**Brano di lettura:**
--------------------------------------------------

Nelle feste natalizie, come in altre del calendario cristiano, confluiscono simboli e tradizioni ereditati da culti pagani. Ne sono un esempio i canti natalizi rumeni detti colinde, da kalendae januoarii (Saturnali).
La sera del 24 dicembre i colindatori visitavano tutte le abitazioni del villaggio schiamazzando per le vie e suonando tamburi affinché il gran baccano potesse allontanare gli spiriti maligni.
Inoltre, durante i canti, i colidatori, offrivano in cambio di qualche moneta, dei ramoscelli di abete, albero considerato in tutta Europa simbolo dell’Albero Cosmico per la sua maestosità. Nell’Antico Testamento si chiama Albero della Vita, piantato al centro del Giardino dell’Eden e del quale Adamo ed Eva potevano usufruire dei suoi portentosi benefici.
Nella Roma pagana, già due o tre secoli prima di Cristo, dal 19 al 25 dicembre si festeggiavano i Saturnali in onore del dio Saturno, dio dell’agricoltura. Era questo un periodo durante il quale si viveva in pace, si scambiavano doni, si facevano sontuosi banchetti. Erano feste di gioia, di rinnovamento e di speranza per il futuro.

--------------------------------------------------

**Righe di dati:**
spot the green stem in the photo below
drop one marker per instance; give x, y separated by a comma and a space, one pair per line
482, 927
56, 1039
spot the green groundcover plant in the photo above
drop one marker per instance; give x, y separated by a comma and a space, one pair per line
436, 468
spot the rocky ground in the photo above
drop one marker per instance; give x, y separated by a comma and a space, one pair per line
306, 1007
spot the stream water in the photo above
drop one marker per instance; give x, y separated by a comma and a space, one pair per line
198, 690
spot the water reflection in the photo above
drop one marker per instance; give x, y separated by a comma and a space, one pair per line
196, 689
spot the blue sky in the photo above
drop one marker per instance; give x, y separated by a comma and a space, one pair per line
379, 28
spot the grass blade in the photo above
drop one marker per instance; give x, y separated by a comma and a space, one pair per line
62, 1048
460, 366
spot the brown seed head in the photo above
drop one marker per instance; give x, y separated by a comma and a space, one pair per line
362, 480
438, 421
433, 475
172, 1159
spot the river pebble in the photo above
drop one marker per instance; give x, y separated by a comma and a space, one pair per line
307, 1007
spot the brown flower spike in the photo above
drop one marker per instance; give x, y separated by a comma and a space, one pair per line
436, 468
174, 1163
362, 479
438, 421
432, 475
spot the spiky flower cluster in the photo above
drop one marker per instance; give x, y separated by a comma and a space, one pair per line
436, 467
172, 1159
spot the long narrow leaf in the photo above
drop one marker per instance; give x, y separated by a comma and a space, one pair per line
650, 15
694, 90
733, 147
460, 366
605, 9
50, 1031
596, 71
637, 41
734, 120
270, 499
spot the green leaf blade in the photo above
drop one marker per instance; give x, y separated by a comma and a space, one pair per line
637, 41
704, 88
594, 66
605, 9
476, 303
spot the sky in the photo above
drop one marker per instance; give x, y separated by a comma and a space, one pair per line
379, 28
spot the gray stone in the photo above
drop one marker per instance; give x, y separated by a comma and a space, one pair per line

--------------------------------------------------

**Consegne:**
[a] Nel brano sulle feste natalizie, riscrivi il tratto da "Nelle feste natalizie, come" fino a "kalendae januoarii (Saturnali).", scambiando "pagani" con "precristiani".
[b] Secondo il brano, in onore di quale dio si festeggiavano i Saturnali nella Roma pagana?
Le righe non hanno alcun legame con il brano.

**Soluzioni:**
[a]
Nelle feste natalizie, come in altre del calendario cristiano, confluiscono simboli e tradizioni ereditati da culti precristiani. Ne sono un esempio i canti natalizi rumeni detti colinde, da kalendae januoarii (Saturnali).

[b] In onore di Saturno, dio dell'agricoltura.